____ Passage provided

These simple arepitas are filled with scrambled eggs and cheese. You can eat them with your hands like a hot pocket, or served on a plate with guacamole and pico de gallo salsa.

I love food that I can eat with my hands, especially when said food is filled with warm, melty cheese that oozes out of pan-fried dough. And that’s exactly what these arepitas are. Masa harina dough filled with cheesy scrambled eggs plus more cheese, then fried in a bit of olive oil until golden. They are so easy, so good, and super satisfying! I like to eat them warm from the pan, or served with homemade guacamole and a quick pico de gallo salsa on the side.

Are these Arepas?

These are not arepas because they are not made the way arepas would be made in Venezuela or Colombia. Instead, they are something my grandmother used to make that is essentially a combination of arepas (made with masarepa) and gorditas (made with masa harina).

What’s the difference? Masarepa is a kind of ground corn flour used in Venezuela or Columbia. Masa harina is a Mexican ingredient made by taking masa (ground nixtamalized corn kernels) and then grinding it again into a fine flour. I like to use Bob’s Red Mill Masa Harina (affiliate link).

________

→ **Exercises**
**A.** Copy the arepitas passage between "These simple arepitas" and "Are these Arepas?", inclusive, substituting "corn cakes" for "arepitas".
**B.** Using the arepitas passage, decide whether each statement agrees with it, answering yes or no and quoting the words that settle it: (i) The arepitas are fried in olive oil. (ii) Masarepa is a Mexican ingredient. (iii) The arepitas are made the way arepas are made in Venezuela.
The entries are separate material with no connection to the arepitas passage.

____ Material provided

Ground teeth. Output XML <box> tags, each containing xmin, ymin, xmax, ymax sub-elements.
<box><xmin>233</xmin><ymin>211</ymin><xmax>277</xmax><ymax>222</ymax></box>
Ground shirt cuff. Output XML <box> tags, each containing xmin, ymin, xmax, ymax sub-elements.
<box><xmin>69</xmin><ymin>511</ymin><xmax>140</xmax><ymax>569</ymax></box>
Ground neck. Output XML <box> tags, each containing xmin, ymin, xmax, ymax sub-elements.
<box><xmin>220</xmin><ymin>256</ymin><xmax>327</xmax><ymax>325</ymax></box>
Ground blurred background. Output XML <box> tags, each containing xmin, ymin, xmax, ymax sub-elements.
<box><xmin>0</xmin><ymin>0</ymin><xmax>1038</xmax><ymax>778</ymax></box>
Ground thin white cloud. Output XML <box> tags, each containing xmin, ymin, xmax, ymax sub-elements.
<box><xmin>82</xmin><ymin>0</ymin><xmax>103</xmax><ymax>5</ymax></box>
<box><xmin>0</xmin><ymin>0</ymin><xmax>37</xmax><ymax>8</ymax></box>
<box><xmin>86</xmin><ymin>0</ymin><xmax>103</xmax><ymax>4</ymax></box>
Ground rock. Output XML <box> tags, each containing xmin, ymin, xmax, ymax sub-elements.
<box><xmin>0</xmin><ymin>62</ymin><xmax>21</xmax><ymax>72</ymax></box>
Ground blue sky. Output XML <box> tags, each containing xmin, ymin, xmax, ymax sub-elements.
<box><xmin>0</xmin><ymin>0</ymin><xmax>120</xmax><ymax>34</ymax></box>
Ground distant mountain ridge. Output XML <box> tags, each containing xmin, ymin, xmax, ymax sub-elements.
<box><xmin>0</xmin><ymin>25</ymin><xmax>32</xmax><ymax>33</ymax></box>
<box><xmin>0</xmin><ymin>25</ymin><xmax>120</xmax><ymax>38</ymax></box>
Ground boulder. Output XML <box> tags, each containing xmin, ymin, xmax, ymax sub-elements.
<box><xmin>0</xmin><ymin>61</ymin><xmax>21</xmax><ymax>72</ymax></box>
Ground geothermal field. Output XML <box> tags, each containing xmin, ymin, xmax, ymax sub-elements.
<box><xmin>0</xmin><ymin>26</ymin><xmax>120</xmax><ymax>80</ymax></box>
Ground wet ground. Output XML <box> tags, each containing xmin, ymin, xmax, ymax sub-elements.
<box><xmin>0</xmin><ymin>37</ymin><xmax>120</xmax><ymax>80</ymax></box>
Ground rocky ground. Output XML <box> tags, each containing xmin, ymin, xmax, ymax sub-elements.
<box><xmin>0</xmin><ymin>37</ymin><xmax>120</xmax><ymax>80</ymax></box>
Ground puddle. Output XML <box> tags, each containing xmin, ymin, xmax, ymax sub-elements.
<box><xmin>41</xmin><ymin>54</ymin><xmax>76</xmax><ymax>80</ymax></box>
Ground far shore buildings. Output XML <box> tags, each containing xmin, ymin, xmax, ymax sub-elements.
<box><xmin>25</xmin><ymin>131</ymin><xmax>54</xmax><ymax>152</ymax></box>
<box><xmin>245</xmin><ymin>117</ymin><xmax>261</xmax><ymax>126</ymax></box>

________

→ **Responses**
**A.**
These simple corn cakes are filled with scrambled eggs and cheese. You can eat them with your hands like a hot pocket, or served on a plate with guacamole and pico de gallo salsa.

I love food that I can eat with my hands, especially when said food is filled with warm, melty cheese that oozes out of pan-fried dough. And that’s exactly what these corn cakes are. Masa harina dough filled with cheesy scrambled eggs plus more cheese, then fried in a bit of olive oil until golden. They are so easy, so good, and super satisfying! I like to eat them warm from the pan, or served with homemade guacamole and a quick pico de gallo salsa on the side.

Are these Arepas?

**B.**
(i) Yes: "then fried in a bit of olive oil until golden"
(ii) No: "Masarepa is a kind of ground corn flour used in Venezuela or Columbia."
(iii) No: "These are not arepas because they are not made the way arepas would be made in Venezuela or Colombia."